---------- TEXT SEGMENT

Characteristics of ice nucleating particles in and around California winter storms



DeMott, Paul J. — Colorado State University
Kreidenweis, Sonia — Colorado State University

Area of research:

Cloud-Aerosol-Precipitation Interactions

Journal Reference:

Levin E, P DeMott, K Suski, Y Boose, T Hill, C McCluskey, G Schill, K Rocci, H Al‐Mashat, L Kristensen, G Cornwell, K Prather, J Tomlinson, F Mei, J Hubbe, M Pekour, R Sullivan, L Leung, and S Kreidenweis. 2019. "Characteristics of Ice Nucleating Particles in and around California Winter Storms." Journal of Geophysical Research: Atmospheres, 124(21), 10.1029/2019JD030831.


Using a suite of ground-, ship- and aircraft-based measurements collected in DOE campaigns, this study characterized the spatiotemporal abundance and composition of ice nucleating particles (INPs), the vital seeds for ice crystal and precipitation formation in winter storms in California. Ocean-sourced INPs were diagnosed to dominate periods of study, with more episodic influence from mineral dust INPs. These two types of INPs, and possibly additional episodic emissions of biological INPs following precipitation, appear as the most important types to parameterize for predicting aerosol influences on primary ice crystal initiation and winter precipitation using numerical models.


These studies provide a quantitative basis for improving representation of ice nucleation in regional-scale and climate-model simulations. Results support the need for aerosol-aware numerical schemes for simulating West Coast U.S. winter storms. Whereas treatment of marine and dust aerosols is necessary, regional urban pollution does not appear to be an important source of seeds for ice nucleation.

--------------------
---------- INFORMATION

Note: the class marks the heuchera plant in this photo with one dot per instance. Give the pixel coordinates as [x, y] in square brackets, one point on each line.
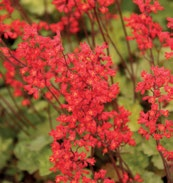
[81, 84]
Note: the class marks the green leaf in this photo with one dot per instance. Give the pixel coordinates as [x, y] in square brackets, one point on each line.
[149, 147]
[40, 142]
[136, 160]
[157, 162]
[150, 177]
[43, 161]
[37, 7]
[5, 150]
[27, 160]
[134, 108]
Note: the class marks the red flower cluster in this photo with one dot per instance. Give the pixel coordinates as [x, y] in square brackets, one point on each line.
[159, 84]
[144, 30]
[83, 81]
[75, 9]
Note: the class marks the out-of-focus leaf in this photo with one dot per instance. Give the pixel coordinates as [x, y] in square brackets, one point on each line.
[157, 161]
[37, 7]
[43, 161]
[149, 147]
[5, 150]
[38, 143]
[110, 171]
[150, 177]
[136, 160]
[134, 108]
[27, 160]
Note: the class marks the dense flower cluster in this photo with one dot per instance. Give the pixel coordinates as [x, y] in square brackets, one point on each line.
[144, 30]
[154, 122]
[84, 84]
[75, 9]
[80, 84]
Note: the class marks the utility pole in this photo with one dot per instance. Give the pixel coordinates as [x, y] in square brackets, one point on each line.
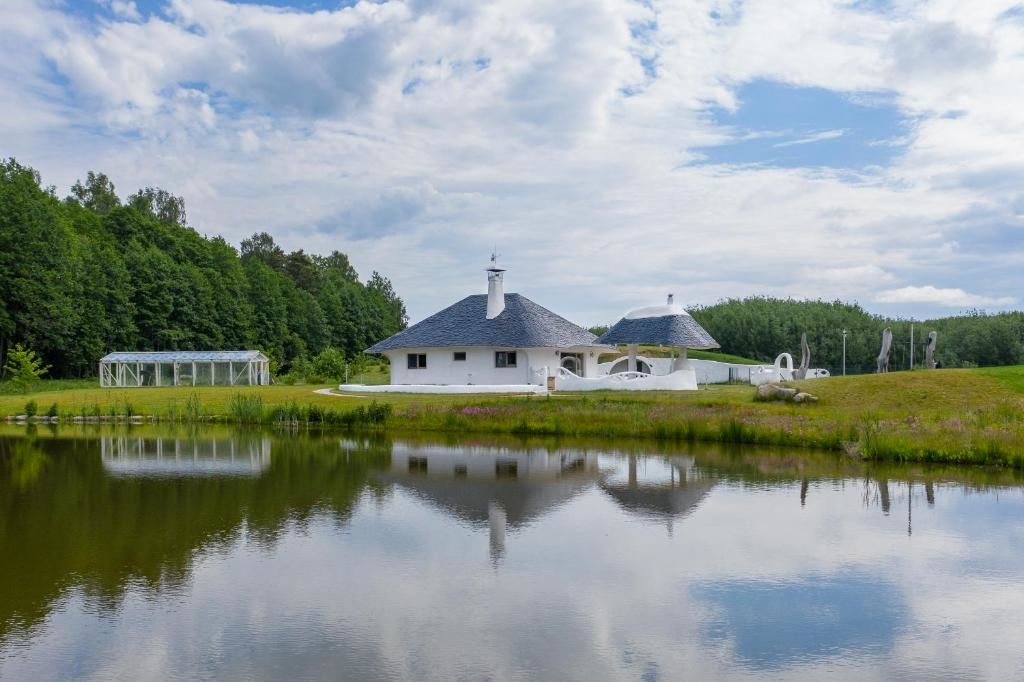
[844, 352]
[911, 345]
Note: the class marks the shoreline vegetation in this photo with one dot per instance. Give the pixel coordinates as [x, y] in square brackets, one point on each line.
[948, 416]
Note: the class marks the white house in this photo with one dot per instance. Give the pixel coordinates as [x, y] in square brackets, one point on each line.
[499, 342]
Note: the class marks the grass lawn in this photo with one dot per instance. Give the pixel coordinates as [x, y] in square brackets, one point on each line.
[957, 416]
[662, 351]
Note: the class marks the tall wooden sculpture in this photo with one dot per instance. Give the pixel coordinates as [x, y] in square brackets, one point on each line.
[930, 350]
[887, 344]
[805, 358]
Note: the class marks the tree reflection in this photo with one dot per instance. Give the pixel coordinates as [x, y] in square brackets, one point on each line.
[68, 521]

--------------------

• _PROBLEM REQUIREMENTS_
Answer these questions from the summary on ice nucleating particles in California winter storms.
(a) Which type of ice nucleating particles was diagnosed to dominate the study periods?
(b) In which journal was the study published?
(c) What source does not appear to be an important source of seeds for ice nucleation?
Nothing in the listing is needed here.

• _FINISHED EXERCISE_
(a) Ocean-sourced ice nucleating particles.
(b) Journal of Geophysical Research: Atmospheres.
(c) Regional urban pollution.